*Exercise details*:
Copy the rows below, replacing "point out" with "mark" everywhere and changing nothing else.

━━ Excerpted records

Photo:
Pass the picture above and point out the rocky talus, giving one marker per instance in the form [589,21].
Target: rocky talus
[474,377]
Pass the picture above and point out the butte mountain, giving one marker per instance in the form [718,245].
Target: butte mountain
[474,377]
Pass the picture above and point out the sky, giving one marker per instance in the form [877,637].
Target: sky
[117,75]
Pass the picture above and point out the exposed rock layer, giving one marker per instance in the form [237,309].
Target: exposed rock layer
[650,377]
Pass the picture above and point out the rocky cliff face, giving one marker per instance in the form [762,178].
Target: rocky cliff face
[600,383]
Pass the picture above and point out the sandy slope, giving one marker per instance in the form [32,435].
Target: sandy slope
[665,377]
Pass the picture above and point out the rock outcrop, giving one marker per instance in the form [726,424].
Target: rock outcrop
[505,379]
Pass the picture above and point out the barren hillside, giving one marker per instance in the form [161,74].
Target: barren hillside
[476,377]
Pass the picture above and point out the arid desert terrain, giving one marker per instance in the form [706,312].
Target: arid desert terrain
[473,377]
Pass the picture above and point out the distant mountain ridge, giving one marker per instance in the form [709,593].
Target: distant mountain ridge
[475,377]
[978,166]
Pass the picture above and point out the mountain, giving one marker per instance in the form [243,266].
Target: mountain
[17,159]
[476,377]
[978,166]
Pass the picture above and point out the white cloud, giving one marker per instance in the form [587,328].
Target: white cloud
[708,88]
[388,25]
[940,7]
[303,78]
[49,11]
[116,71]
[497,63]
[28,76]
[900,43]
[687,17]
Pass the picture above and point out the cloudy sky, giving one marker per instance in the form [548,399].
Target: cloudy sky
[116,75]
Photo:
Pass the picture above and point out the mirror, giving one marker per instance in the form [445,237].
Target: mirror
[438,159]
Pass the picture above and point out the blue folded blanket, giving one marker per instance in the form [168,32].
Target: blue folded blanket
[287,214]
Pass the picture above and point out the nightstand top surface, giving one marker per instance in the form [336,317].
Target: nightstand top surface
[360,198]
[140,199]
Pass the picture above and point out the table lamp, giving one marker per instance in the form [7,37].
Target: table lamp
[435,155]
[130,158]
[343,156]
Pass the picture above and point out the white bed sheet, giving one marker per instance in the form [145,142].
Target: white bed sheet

━━━━

*Reply to the task*:
Photo:
Pass the picture above and mark the rocky talus, giving one marker per instance in the form [589,21].
Target: rocky talus
[474,377]
Pass the picture above and mark the butte mountain, giving one marker per instance in the form [718,245].
Target: butte mountain
[474,377]
Pass the picture above and mark the sky, giving one marker per instance in the form [877,637].
Target: sky
[117,75]
Pass the picture above and mark the exposed rock layer, giving one marker per instance in the form [237,309].
Target: exposed rock layer
[650,377]
Pass the picture above and mark the rocky cliff face, giving one marker per instance in the form [762,178].
Target: rocky cliff face
[600,383]
Pass the picture above and mark the sandy slope, giving one marker per instance in the form [32,435].
Target: sandy slope
[665,377]
Pass the picture above and mark the rock outcrop, giving one marker per instance in the form [726,424].
Target: rock outcrop
[505,379]
Pass the picture above and mark the barren hillside, giving one marker per instance in the form [161,74].
Target: barren hillside
[476,377]
Pass the picture above and mark the arid desert terrain, giving one marker per instance in the form [706,312].
Target: arid desert terrain
[473,377]
Pass the picture above and mark the distant mountain ridge, giving one marker per instance in the form [709,593].
Target: distant mountain ridge
[475,377]
[978,166]
Pass the picture above and mark the mountain, giving one marker per instance in the form [243,266].
Target: mountain
[17,159]
[476,377]
[978,166]
Pass the picture above and mark the white cloud, giving one marker per instance in the form [587,328].
Target: white cloud
[708,88]
[388,25]
[940,7]
[303,78]
[49,11]
[116,71]
[497,63]
[28,76]
[900,43]
[687,17]
Pass the picture above and mark the cloudy sky, giving one marker per instance in the form [548,399].
Target: cloudy sky
[116,75]
Photo:
Pass the picture above and mark the mirror, giving one marker per instance in the form [445,237].
Target: mirror
[438,159]
Pass the picture above and mark the blue folded blanket, giving one marker per instance in the form [168,32].
Target: blue folded blanket
[287,214]
Pass the picture above and mark the nightstand top surface, giving one marker per instance in the form [336,317].
Target: nightstand top surface
[360,198]
[140,199]
Pass the picture above and mark the table lamp, giving one marker per instance in the form [7,37].
Target: table lamp
[435,155]
[130,158]
[343,156]
Pass the picture above and mark the white bed sheet, giving one marker per instance in the form [145,142].
Target: white bed sheet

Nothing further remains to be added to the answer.